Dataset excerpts
◇ ◇ ◇ ◇ ◇ ◇ ◇
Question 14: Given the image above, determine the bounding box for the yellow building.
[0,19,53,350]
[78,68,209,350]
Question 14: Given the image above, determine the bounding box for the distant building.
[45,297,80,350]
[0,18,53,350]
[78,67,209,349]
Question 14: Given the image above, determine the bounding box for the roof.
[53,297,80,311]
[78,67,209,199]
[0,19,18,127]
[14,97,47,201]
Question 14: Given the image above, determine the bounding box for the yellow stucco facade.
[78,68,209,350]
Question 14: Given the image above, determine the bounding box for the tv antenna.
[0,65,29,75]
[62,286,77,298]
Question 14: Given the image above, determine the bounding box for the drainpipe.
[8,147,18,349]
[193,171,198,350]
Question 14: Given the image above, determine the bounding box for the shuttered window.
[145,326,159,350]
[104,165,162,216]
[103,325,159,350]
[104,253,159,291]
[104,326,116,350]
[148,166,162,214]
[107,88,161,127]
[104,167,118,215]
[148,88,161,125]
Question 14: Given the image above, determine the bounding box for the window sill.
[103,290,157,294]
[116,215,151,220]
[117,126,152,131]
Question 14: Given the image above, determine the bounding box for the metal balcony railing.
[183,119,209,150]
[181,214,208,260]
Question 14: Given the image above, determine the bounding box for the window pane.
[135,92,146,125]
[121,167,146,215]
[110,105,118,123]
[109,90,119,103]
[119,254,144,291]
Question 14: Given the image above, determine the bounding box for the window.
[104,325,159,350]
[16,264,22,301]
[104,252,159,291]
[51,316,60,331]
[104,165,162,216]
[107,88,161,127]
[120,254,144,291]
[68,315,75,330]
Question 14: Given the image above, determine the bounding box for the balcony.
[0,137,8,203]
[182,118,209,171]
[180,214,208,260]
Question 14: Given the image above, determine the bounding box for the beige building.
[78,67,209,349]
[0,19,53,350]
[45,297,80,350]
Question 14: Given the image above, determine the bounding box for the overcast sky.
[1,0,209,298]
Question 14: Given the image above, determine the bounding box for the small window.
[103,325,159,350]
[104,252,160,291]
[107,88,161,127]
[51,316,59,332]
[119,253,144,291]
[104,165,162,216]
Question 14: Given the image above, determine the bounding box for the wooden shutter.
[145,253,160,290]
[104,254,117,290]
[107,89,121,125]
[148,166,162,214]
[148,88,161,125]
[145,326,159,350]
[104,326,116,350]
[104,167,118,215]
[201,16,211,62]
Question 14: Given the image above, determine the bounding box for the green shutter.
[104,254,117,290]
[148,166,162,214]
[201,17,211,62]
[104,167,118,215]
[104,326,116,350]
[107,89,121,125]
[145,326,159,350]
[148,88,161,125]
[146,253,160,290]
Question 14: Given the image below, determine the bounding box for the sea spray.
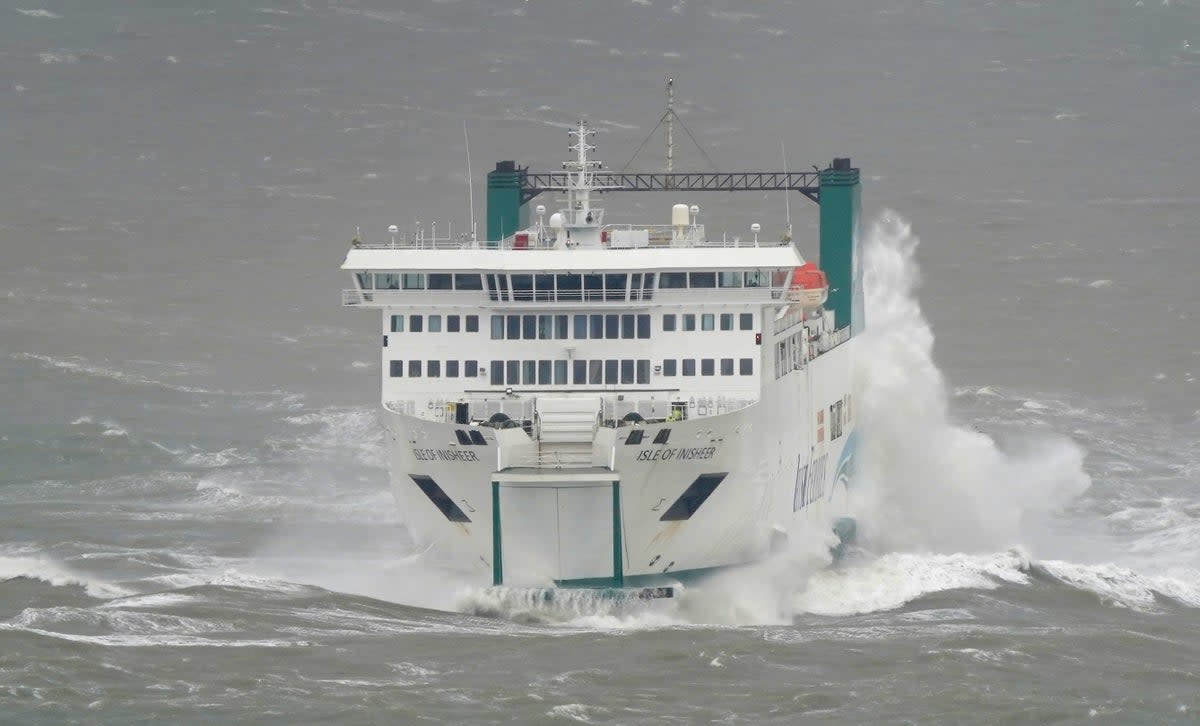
[850,213,1092,554]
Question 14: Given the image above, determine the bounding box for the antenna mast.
[665,77,675,186]
[781,140,792,242]
[463,120,475,241]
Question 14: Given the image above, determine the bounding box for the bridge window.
[408,360,421,377]
[389,361,403,377]
[455,274,483,290]
[465,360,479,378]
[689,272,716,288]
[662,359,677,376]
[682,314,696,332]
[390,315,404,332]
[376,273,400,289]
[605,274,627,301]
[662,314,676,332]
[660,272,687,288]
[574,360,586,384]
[744,270,767,287]
[720,314,733,331]
[427,315,442,333]
[428,273,452,290]
[554,360,568,385]
[720,358,734,376]
[402,273,424,290]
[446,360,459,378]
[682,359,696,376]
[491,361,503,385]
[740,358,753,375]
[718,271,742,288]
[427,360,441,378]
[535,274,554,300]
[701,359,715,376]
[557,274,582,300]
[511,274,533,301]
[409,315,423,333]
[740,313,754,330]
[637,314,650,339]
[637,359,650,384]
[701,314,715,331]
[584,274,603,300]
[356,272,373,289]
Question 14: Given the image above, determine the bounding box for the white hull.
[384,340,857,588]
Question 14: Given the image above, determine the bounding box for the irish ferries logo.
[830,429,859,498]
[792,430,859,512]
◇ ◇ ◇ ◇ ◇ ◇ ◇
Give back the entries verbatim. Do not include any picture.

— Exercise result —
Question 14: Given the image above, determine the bounding box for the yellow building.
[0,19,53,350]
[78,68,209,350]
Question 14: Given the image above, determine the bounding box for the distant building.
[45,297,80,350]
[0,18,53,350]
[78,67,209,349]
Question 14: Given the image above, determine the bounding box for the roof.
[53,297,80,311]
[78,67,209,199]
[0,19,18,127]
[14,97,47,201]
Question 14: Given the image above, determine the bounding box for the yellow stucco facade.
[78,68,209,350]
Question 14: Given the image above, determine the bounding box for the tv antenna.
[0,65,29,75]
[62,286,77,298]
Question 14: Given the image above, determine the bounding box for the drainpipe.
[8,147,18,349]
[193,171,198,350]
Question 14: Given the image above, determine the bounding box for the shuttered window.
[145,326,159,350]
[104,165,162,216]
[103,325,159,350]
[104,253,159,291]
[104,326,116,350]
[148,166,162,214]
[107,88,161,127]
[104,167,118,215]
[148,88,161,125]
Question 14: Given the image above, determine the bounding box for the window sill.
[103,290,157,294]
[116,215,151,220]
[117,126,152,131]
Question 14: Given the image above, determine the bounding box for the metal balcony railing.
[183,119,209,150]
[181,214,208,260]
Question 14: Given the image above, determine the bounding box for the window pane.
[135,92,146,125]
[121,167,146,215]
[110,105,118,123]
[109,90,119,103]
[119,254,144,291]
Question 14: Given the image above, determine the bounding box for the window.
[104,325,159,350]
[16,264,22,301]
[104,252,159,291]
[51,316,60,331]
[104,165,162,216]
[107,88,161,127]
[120,254,144,291]
[68,315,75,330]
Question 14: Given the image above, determine the bounding box for the balcony.
[0,137,8,203]
[182,118,209,171]
[180,214,208,260]
Question 14: Given the image above, determine the bounding box for the beige building.
[78,67,209,349]
[0,19,53,350]
[45,297,80,350]
Question 14: Given the image above, determine the bounding box for the overcast sky.
[1,0,209,298]
Question 14: Given the image above, determine the bounding box for the small window.
[103,325,159,350]
[104,252,160,291]
[107,88,161,127]
[51,316,59,332]
[119,253,144,291]
[104,165,162,216]
Question 14: Given the image above, determine the bounding box for the wooden shutter.
[145,253,160,290]
[104,254,117,290]
[107,89,121,125]
[148,166,162,214]
[148,88,161,125]
[145,326,159,350]
[104,326,116,350]
[104,167,118,215]
[201,16,211,62]
Question 14: Given the image above, determine the bounding box for the green shutter.
[104,254,117,290]
[148,166,162,214]
[201,17,211,62]
[104,167,118,215]
[104,326,116,350]
[107,89,121,125]
[145,326,159,350]
[148,88,161,125]
[146,253,160,290]
Question 14: Given the image below, determine the bounding box for the sea spray.
[850,213,1092,554]
Question 14: Given the image above, determine the bounding box for the antenna mast.
[665,77,675,186]
[781,140,792,242]
[463,120,475,241]
Question 14: Given the image above, determine the bounding box for the bridge window.
[408,360,421,377]
[389,361,403,377]
[455,274,483,290]
[465,360,479,378]
[689,272,716,288]
[662,359,677,376]
[682,314,696,332]
[390,315,404,332]
[376,273,400,289]
[605,274,627,301]
[662,314,676,332]
[660,272,687,288]
[574,360,586,384]
[744,270,767,287]
[720,314,733,331]
[427,315,442,333]
[428,273,452,290]
[554,360,568,385]
[720,358,734,376]
[402,273,424,290]
[446,360,459,378]
[682,359,696,376]
[491,361,503,385]
[740,358,753,375]
[718,271,742,288]
[427,360,441,378]
[535,274,554,300]
[701,359,715,376]
[557,274,582,300]
[511,274,533,301]
[409,315,423,333]
[740,313,754,330]
[637,314,650,339]
[637,359,650,384]
[701,314,715,331]
[584,274,603,300]
[356,272,373,289]
Question 14: Given the image above, determine the bounding box for the white hull.
[384,340,857,588]
Question 14: Given the image above, determine the bounding box for the irish ferries logo.
[830,429,859,498]
[792,430,859,512]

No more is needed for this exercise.